-- Selected excerpt --
There are wide old floorboards, oversized blackboard menus and a view over Oxford Street to the renovated reservoir park opposite.

We had a table for 3 with a booking at 12 noon. By 12.30pm it was full.

Cocktails

We stuck to mineral water as I was driving.

The Menu

Appetizers

Bluff Oysters - Porcine
Bluff Oysters

Bluff oysters from Tasmania, with smoked eel vinegar; Kabu Turnips and Turbot Roe; Duroc Belly Ham; Pork Creton and Lentils.

Entrée

Duck pâté in bread and brandy. Porcine
Duck pâté in bread and brandy. Photo: Edwina Pickles

Pate en Croute – a wild boar, duck and calvados pate with peppercorns and pistachio in a baked pastry; Raw Endive, Pear Capers and Mint; Ocean Trout Almondine with Globe Artichoke; Spring Vegetable Vinaigrette; Phoenix Mushrooms with Potato butter and d’Affinois fromage; Lobster “Mouselline” Blood Orange and Peas.

We opted for the Pate en Croute. It was delicious, and a very large portion. It is more terrine than pate in consistency, which is fine by me. Perfect to share between 3 people. It came with plenty of cornichons as well. I fancy I can make a good terrine, but this was really good.

-- Required actions --
• 1. Answer these questions about the restaurant review, each on its own line:
(a) What time was the table booked for?
(b) What did the party drink?
(c) What came with the Pate en Croute?
• 2. Rewrite the passage of the restaurant review from "Pate en Croute –" to "Orange and Peas.", putting "Rainbow Trout" in place of "Ocean Trout".
• 3. List every dish the restaurant review gives under the Appetizers heading.

-- Raw data --
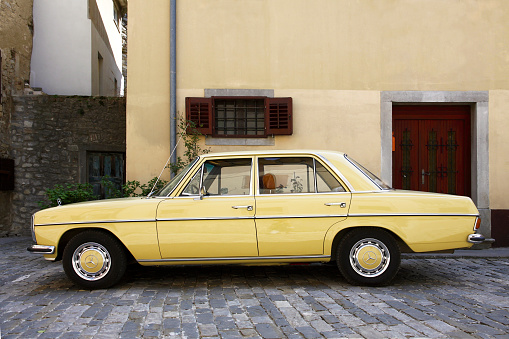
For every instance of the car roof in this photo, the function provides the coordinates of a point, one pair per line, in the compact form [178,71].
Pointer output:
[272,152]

--

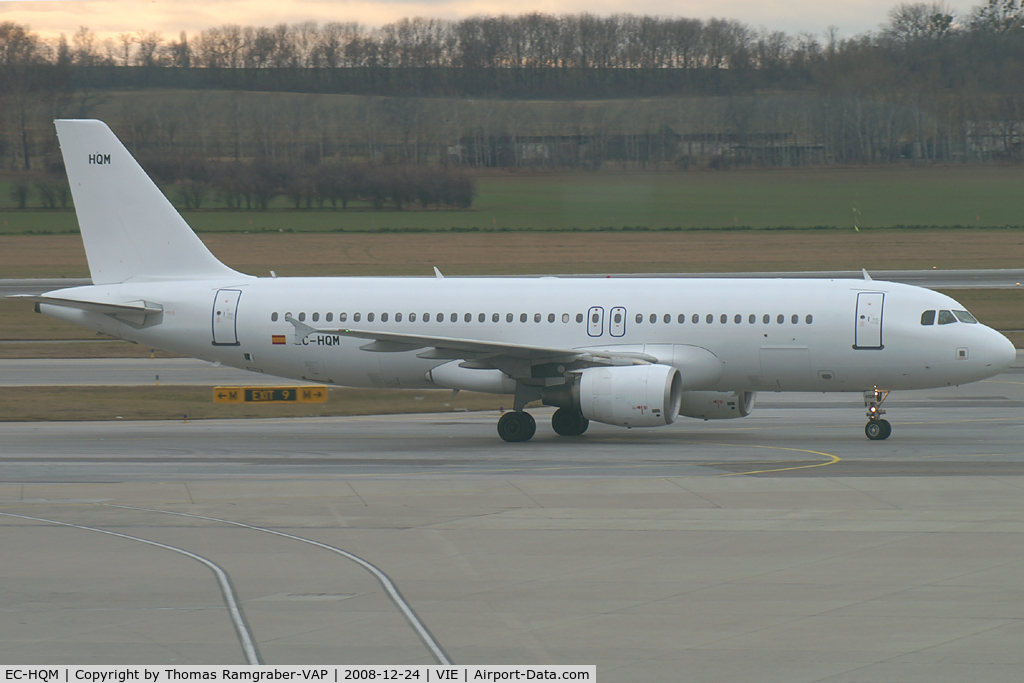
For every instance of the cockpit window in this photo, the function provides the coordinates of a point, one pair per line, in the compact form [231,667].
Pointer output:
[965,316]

-- Answers to the exercises --
• 1.
(a) 12 noon
(b) Mineral water
(c) Plenty of cornichons

• 2.
Pate en Croute – a wild boar, duck and calvados pate with peppercorns and pistachio in a baked pastry; Raw Endive, Pear Capers and Mint; Rainbow Trout Almondine with Globe Artichoke; Spring Vegetable Vinaigrette; Phoenix Mushrooms with Potato butter and d’Affinois fromage; Lobster “Mouselline” Blood Orange and Peas.

• 3.
- Bluff oysters from Tasmania, with smoked eel vinegar
- Kabu Turnips and Turbot Roe
- Duroc Belly Ham
- Pork Creton and Lentils